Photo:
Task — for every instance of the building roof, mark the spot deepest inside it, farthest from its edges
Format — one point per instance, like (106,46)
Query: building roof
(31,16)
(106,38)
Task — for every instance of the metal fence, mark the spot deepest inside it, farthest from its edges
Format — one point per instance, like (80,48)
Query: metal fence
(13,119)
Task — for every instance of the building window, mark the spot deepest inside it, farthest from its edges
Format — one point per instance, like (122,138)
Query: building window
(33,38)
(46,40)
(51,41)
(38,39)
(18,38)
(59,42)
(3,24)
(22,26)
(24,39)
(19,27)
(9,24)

_____

Show me each line of the listing above with "mark" in it.

Task — for every instance of the building roof, mark the spot deepest inside it, farthest from its edges
Task — for every instance of the metal fence, mark the spot deepest inside it, farthest from its edges
Task — for every instance of the building window, mark the spot deepest inside it, farthest from its edges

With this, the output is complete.